**Task details**
Render the entries below as a two-column CSV with the header columns "prompt" and "reply", one row per entry. Put each entry's text and its answer in their own double-quoted fields, and turn any line breaks into spaces.

===== Supplied material

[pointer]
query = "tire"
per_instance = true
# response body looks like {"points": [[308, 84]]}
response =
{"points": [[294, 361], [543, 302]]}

==========

**Task response**
prompt,reply
"[pointer] query = ""tire"" per_instance = true # response body looks like {""points"": [[308, 84]]} response =","{""points"": [[294, 361], [543, 302]]}"